Write each line of the rows below as a JSON list of strings, one string per line, without blank lines. Leave the pictures out.

Rows from a box-labeling dataset
┄┄┄┄┄┄┄┄┄┄

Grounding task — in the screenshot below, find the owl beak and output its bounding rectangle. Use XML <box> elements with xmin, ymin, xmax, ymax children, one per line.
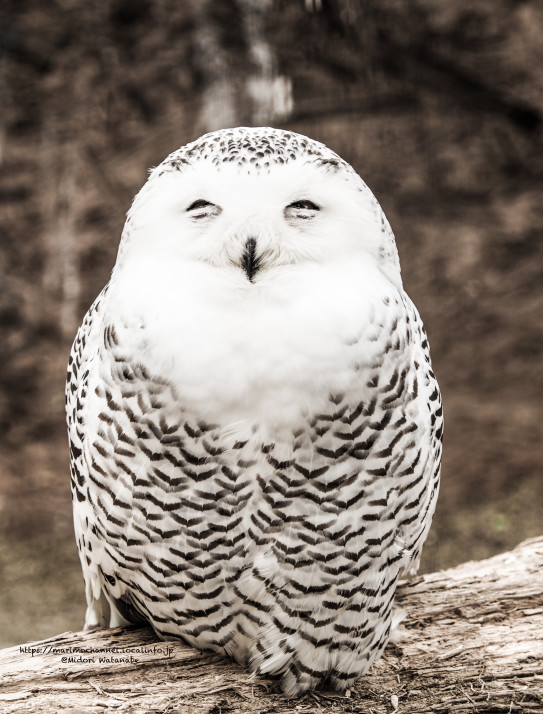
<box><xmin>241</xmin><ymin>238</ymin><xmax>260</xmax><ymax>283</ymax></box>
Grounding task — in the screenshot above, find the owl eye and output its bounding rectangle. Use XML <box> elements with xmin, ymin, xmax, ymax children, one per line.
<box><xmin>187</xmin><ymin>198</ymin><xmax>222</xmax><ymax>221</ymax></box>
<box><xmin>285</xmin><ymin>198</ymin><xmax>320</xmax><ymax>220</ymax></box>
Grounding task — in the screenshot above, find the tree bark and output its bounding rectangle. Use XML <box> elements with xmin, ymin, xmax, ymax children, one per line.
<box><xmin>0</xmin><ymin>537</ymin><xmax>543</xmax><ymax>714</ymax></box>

┄┄┄┄┄┄┄┄┄┄

Complete output –
[
  "Grounding task — in the screenshot below, find the owl beak and output its bounding rectangle. Use XML <box> elements with xmin, ymin, xmax, ymax children, one per line.",
  "<box><xmin>241</xmin><ymin>238</ymin><xmax>260</xmax><ymax>283</ymax></box>",
  "Grounding task — in the screenshot above, find the owl eye and output its bounding rectangle. Use XML <box> elements with xmin, ymin, xmax, ymax children, one per line.",
  "<box><xmin>187</xmin><ymin>198</ymin><xmax>222</xmax><ymax>221</ymax></box>",
  "<box><xmin>285</xmin><ymin>198</ymin><xmax>320</xmax><ymax>220</ymax></box>",
  "Grounding task — in the screenshot above, find the tree bark and output its bounding rectangle. Use XML <box> elements with xmin, ymin, xmax, ymax children, one per line.",
  "<box><xmin>0</xmin><ymin>537</ymin><xmax>543</xmax><ymax>714</ymax></box>"
]